ACTIVITY
For each entry that follows, write out an identical copy.

INFORMATION GIVEN START

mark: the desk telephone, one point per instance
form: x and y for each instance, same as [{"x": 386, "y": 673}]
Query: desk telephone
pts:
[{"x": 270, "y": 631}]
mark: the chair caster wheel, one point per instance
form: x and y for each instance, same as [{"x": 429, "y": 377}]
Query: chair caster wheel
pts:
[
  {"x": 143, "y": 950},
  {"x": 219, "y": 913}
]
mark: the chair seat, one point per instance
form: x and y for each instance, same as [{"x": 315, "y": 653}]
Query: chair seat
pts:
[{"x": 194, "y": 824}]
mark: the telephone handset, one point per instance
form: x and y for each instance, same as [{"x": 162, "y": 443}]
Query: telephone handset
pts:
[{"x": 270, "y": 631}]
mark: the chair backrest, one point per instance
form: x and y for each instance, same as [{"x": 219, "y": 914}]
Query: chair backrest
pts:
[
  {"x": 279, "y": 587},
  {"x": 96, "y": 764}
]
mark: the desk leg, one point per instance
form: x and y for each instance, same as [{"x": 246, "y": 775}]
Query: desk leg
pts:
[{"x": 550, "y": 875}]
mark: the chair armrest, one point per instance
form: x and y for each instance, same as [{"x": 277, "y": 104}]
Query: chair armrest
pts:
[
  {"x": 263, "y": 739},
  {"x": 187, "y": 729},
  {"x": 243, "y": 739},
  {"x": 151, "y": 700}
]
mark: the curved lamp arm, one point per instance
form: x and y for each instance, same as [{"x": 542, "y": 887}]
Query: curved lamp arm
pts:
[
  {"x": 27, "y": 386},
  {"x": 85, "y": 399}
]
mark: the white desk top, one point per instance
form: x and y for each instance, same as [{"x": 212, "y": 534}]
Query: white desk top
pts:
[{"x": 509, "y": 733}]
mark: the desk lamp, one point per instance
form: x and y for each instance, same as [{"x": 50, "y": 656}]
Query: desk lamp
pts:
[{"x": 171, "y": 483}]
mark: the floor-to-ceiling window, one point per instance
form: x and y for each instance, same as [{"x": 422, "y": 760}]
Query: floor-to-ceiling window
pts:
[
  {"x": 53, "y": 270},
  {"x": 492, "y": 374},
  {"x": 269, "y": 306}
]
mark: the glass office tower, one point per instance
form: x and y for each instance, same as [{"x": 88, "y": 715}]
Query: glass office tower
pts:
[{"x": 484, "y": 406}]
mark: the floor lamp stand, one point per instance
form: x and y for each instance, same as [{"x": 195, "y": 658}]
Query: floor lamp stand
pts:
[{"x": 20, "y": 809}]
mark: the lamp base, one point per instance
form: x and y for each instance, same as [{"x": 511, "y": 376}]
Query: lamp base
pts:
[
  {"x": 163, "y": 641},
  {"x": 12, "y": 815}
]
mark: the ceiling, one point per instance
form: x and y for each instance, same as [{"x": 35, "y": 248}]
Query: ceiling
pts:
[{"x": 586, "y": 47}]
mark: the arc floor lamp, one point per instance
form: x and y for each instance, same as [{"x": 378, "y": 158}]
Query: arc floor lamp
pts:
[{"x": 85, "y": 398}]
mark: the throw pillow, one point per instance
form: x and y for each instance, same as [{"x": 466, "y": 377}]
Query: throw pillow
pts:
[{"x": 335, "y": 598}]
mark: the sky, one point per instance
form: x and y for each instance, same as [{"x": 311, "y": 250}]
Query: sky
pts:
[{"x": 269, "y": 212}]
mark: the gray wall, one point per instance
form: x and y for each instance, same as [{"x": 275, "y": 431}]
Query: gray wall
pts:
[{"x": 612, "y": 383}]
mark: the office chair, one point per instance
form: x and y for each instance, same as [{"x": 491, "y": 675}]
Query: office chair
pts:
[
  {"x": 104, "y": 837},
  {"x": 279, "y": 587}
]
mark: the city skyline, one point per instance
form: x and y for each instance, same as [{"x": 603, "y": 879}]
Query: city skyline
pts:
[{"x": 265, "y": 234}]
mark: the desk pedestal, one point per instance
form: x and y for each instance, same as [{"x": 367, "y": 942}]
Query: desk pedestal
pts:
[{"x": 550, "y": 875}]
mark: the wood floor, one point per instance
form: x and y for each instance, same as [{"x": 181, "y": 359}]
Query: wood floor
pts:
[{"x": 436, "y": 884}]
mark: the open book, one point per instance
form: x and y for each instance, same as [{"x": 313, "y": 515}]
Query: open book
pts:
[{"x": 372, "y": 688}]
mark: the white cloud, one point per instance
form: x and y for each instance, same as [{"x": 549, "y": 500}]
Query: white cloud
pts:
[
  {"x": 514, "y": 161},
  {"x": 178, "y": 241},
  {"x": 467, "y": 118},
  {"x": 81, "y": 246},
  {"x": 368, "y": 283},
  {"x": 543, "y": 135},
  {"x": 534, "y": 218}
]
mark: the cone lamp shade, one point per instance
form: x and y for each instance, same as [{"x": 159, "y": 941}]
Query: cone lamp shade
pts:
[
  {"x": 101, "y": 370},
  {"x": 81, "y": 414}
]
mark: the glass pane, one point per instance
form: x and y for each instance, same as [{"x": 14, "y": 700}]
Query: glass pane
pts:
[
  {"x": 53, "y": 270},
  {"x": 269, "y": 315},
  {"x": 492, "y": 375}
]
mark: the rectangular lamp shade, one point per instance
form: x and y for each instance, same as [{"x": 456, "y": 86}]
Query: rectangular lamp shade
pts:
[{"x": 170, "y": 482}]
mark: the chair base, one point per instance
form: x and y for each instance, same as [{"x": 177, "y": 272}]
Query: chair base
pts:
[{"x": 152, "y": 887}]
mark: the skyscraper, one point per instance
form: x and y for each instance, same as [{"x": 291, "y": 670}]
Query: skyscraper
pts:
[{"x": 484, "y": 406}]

INFORMATION GIVEN END

OUTPUT FOR THIS EXERCISE
mark: the desk telephone, one point per instance
form: x and y for each instance, same as [{"x": 386, "y": 673}]
Query: desk telephone
pts:
[{"x": 270, "y": 631}]
mark: the chair caster wheel, one point per instance
form: x and y for each instance, same as [{"x": 429, "y": 377}]
Query: chair caster wheel
pts:
[
  {"x": 143, "y": 950},
  {"x": 219, "y": 913}
]
mark: the chair seat, one point per instance
form: x and y for each instance, same as [{"x": 315, "y": 653}]
Query: chair seat
pts:
[{"x": 194, "y": 824}]
mark: the telephone handset, one point per instance
form: x and y for each instance, same as [{"x": 162, "y": 443}]
Query: telephone handset
pts:
[{"x": 270, "y": 631}]
mark: the chair backrest, one point per instance
form: x and y for each instance, same as [{"x": 219, "y": 914}]
Query: chair backrest
pts:
[
  {"x": 279, "y": 587},
  {"x": 96, "y": 764}
]
mark: the desk leg, one point per instance
form: x and y for each instance, same as [{"x": 246, "y": 775}]
Query: desk leg
pts:
[{"x": 550, "y": 875}]
mark: the chair armrest, one point per instance
form: x and y for each instance, same as [{"x": 277, "y": 104}]
Query: chair armrest
pts:
[
  {"x": 263, "y": 739},
  {"x": 187, "y": 729},
  {"x": 243, "y": 739},
  {"x": 151, "y": 700}
]
mark: the curved lamp arm, one point per instance
form: x and y for each instance, same as [{"x": 542, "y": 887}]
Query: curved lamp arm
pts:
[
  {"x": 27, "y": 386},
  {"x": 85, "y": 399}
]
mark: the white desk top, one point per instance
form: x and y for each instance, same as [{"x": 212, "y": 534}]
Query: white desk top
pts:
[{"x": 509, "y": 733}]
mark: the desk lamp, one point per instance
form: x and y for each instance, same as [{"x": 50, "y": 656}]
Query: desk lamp
pts:
[{"x": 171, "y": 483}]
mark: the floor-to-ceiling window, one point per instance
form: x and y for each instance, same as [{"x": 422, "y": 760}]
Query: floor-to-ceiling window
pts:
[
  {"x": 53, "y": 270},
  {"x": 492, "y": 374},
  {"x": 269, "y": 306}
]
mark: the glass office tower, one point per instance
form: x and y for each instance, same as [{"x": 88, "y": 715}]
Query: glass office tower
pts:
[{"x": 484, "y": 406}]
mark: the floor lamp stand, one point per instance
form: x and y for each instance, same as [{"x": 195, "y": 658}]
Query: floor lamp stand
pts:
[{"x": 20, "y": 809}]
mark: the lamp base, one point per instance
form: x and y for each instance, same as [{"x": 511, "y": 376}]
Query: lamp base
pts:
[
  {"x": 163, "y": 641},
  {"x": 12, "y": 815}
]
mark: the ceiling, one point per instance
form: x and y for each instance, same as [{"x": 35, "y": 248}]
Query: ceiling
pts:
[{"x": 586, "y": 47}]
mark: the arc floor lamp, one point per instance
form: x and y for each instance, same as [{"x": 378, "y": 158}]
Query: arc floor lamp
pts:
[{"x": 85, "y": 398}]
mark: the throw pillow, one point per instance
form: x and y for each instance, same as [{"x": 466, "y": 377}]
Query: throw pillow
pts:
[{"x": 335, "y": 598}]
mark: the sky, one point per instance
form: x and y for each instance, same as [{"x": 311, "y": 250}]
Query: sky
pts:
[{"x": 269, "y": 212}]
mark: the gray wall, one point per instance
form: x and y for each instance, same as [{"x": 275, "y": 431}]
Query: gray wall
pts:
[{"x": 612, "y": 383}]
mark: the office chair, one point per instance
form: x and y for each instance, same as [{"x": 491, "y": 675}]
Query: office chair
pts:
[
  {"x": 104, "y": 837},
  {"x": 279, "y": 587}
]
mark: the city skyline, one point per instance
form: x and y for each instance, same as [{"x": 603, "y": 879}]
Query: city skyline
pts:
[{"x": 265, "y": 234}]
mark: the desk pedestal, one point per instance
form: x and y for each instance, same as [{"x": 367, "y": 942}]
Query: desk pedestal
pts:
[{"x": 550, "y": 875}]
mark: the wood floor, one point per instance
form: x and y for each instance, same as [{"x": 181, "y": 359}]
Query: wood floor
pts:
[{"x": 436, "y": 884}]
mark: the open book, one point per instance
form: x and y for each instance, same as [{"x": 313, "y": 515}]
Query: open book
pts:
[{"x": 372, "y": 688}]
mark: the white cloud, one point per instance
form: x and y for each instance, same as [{"x": 549, "y": 500}]
Query: white cloud
pts:
[
  {"x": 514, "y": 161},
  {"x": 178, "y": 241},
  {"x": 467, "y": 118},
  {"x": 81, "y": 246},
  {"x": 368, "y": 283},
  {"x": 543, "y": 135},
  {"x": 534, "y": 218}
]
mark: the cone lamp shade, one point per instance
form: x and y for each instance, same as [{"x": 159, "y": 941}]
Query: cone lamp shade
pts:
[
  {"x": 101, "y": 370},
  {"x": 81, "y": 414}
]
mark: the glass pane, one point per instance
form: x and y for each instance, same as [{"x": 14, "y": 700}]
Query: glass pane
pts:
[
  {"x": 53, "y": 270},
  {"x": 269, "y": 315},
  {"x": 492, "y": 375}
]
mark: the rectangular lamp shade, one point per instance
form: x and y for each instance, same as [{"x": 456, "y": 86}]
Query: rectangular lamp shade
pts:
[{"x": 170, "y": 482}]
mark: the chair base, one point per instance
form: x and y for each instance, same as [{"x": 177, "y": 272}]
Query: chair base
pts:
[{"x": 152, "y": 887}]
mark: the skyscraper, one point per instance
form: x and y for each instance, same as [{"x": 291, "y": 670}]
Query: skyscraper
pts:
[{"x": 484, "y": 406}]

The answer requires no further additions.